Estratto del documento:
►
LA COMPLESSA VERITÀ DI MILANO ANDRÀ RACCONTATA CON PASSIONE

Ricorro a un’ultima citazione di Giorgio Rumi, che può essere anche una sciabolata di luce su ciò che ci attende: «Libertà e democrazia si sono affermate nel corso del secolo XIX con lotte durissime, che hanno sconvolto l’intero continente. Di esse godono anche gli antichi nemici, non in grazia di una spontanea dedizione, ma del sanguinoso impiego della forza. Tale è l’effettivo andamento della storia e non possiamo certo edulcorarlo per una malintesa armonia sociale o per un mediocre calcolo politico».

Milano, tra autonomie, dominazioni, lotte, rovesci e riscatti, cadute e riprese, aperture e ripiegamenti è stata sempre un crocevia. Tuttora lo è. E lo sarà senz’altro a lungo, come se la città possedesse un sorta di genius loci, che si esprime attraverso l’accogliere, l’integrare, il trasformare, il restituire, in un ciclo sorprendentemente vitale, in cui la dialettica, che pure è di casa, non è mai distruttiva.

Ne era consapevole chi si è speso sino al sacrificio in anni recenti, muovendo noi a seguirne l’esempio e contribuendo a illuminare il cammino che intraprendiamo giorno dopo giorno. E la complessa verità di Milano andrà raccontata con passione e animo partecipe, coinvolgente, e tanta documentazione, a chi non sapesse ancora (a modo suo e con strumentazione adeguata il Rapporto è sintonizzato su tale esigenza da 15 anni).
◄
Materiale di partenza:
►
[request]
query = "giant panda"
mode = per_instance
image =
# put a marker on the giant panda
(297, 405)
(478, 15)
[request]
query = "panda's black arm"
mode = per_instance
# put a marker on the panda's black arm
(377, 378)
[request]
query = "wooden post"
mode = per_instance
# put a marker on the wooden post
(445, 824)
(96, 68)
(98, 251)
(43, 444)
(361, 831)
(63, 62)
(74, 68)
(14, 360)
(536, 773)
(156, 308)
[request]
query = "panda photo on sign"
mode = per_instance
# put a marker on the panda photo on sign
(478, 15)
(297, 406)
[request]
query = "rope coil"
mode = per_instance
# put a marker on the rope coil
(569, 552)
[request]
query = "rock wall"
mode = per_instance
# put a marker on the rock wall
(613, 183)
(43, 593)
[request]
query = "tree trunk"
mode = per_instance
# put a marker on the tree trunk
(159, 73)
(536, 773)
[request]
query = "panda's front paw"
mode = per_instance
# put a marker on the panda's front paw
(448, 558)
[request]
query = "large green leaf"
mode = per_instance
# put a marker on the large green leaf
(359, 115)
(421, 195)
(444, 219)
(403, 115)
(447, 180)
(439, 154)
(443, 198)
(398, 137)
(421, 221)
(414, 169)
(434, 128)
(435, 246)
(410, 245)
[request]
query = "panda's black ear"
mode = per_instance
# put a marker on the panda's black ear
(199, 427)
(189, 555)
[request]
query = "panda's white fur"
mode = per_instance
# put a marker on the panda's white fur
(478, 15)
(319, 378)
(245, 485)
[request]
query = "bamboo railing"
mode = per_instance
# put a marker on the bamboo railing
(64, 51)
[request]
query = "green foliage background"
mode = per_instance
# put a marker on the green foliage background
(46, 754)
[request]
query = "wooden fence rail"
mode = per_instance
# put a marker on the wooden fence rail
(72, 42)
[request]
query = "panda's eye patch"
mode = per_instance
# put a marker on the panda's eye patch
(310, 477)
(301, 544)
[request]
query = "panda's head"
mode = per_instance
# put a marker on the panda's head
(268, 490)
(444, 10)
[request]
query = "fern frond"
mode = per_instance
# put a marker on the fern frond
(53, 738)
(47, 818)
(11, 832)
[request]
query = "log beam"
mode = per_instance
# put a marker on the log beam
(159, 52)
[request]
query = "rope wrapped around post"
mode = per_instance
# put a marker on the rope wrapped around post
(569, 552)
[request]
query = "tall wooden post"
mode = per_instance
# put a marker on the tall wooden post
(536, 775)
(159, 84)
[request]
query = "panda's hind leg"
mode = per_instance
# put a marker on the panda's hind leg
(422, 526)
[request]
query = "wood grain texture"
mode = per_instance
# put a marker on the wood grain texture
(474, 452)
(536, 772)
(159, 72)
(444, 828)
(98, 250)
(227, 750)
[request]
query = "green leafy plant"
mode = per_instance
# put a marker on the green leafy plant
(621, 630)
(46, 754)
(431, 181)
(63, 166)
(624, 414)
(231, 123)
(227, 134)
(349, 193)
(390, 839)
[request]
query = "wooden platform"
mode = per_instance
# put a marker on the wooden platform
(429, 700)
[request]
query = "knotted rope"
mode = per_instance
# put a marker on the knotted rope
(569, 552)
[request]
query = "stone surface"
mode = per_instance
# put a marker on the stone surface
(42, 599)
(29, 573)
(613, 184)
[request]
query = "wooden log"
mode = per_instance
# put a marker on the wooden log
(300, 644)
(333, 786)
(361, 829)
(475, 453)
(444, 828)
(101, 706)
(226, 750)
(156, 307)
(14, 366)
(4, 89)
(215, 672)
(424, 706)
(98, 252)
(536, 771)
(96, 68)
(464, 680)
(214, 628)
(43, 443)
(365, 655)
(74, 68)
◄
Compito assegnato 1: Individui nei record ogni riga che contiene la stringa "fern" e la trascriva, distinguendo tra maiuscole e minuscole.
Compito assegnato 2: Riprenda il testo su Milano e ne scriva il seguito, cominciando subito dopo la sua ultima frase.
Il testo su Milano e i record non hanno alcun legame tra loro.

Risultato finale 1:
query = "fern frond"
# put a marker on the fern frond

Risultato finale 2:
Varrà poi la pena di ribadire quella verità a chi alla polis pensasse non come a un servizio cui dedicarsi secondo quanto il bene comune esige, ma al fine di servirsene e di trarre profitto per i propri interessi particolari, per gli egoismi di singolo o di gruppo.

Si tratta di un debito di doverosa riconoscenza che la città e il Paese (che da Milano ha ricevuto sempre stimoli e provocazioni) hanno contratto con la generazione da cui ci sono venute la libertà, le regole fondanti la convivenza, gli ideali di umanità da tramandare a nostra volta.

Per certi versi è anche un atto riparatorio di fronte alle tante mancanze, conosciute o neanche note, cumulate negli anni. Esprimere anche solo l’intenzione è liberante. Meglio – è ovvio – se seguiranno scelte di campo e gesti concreti.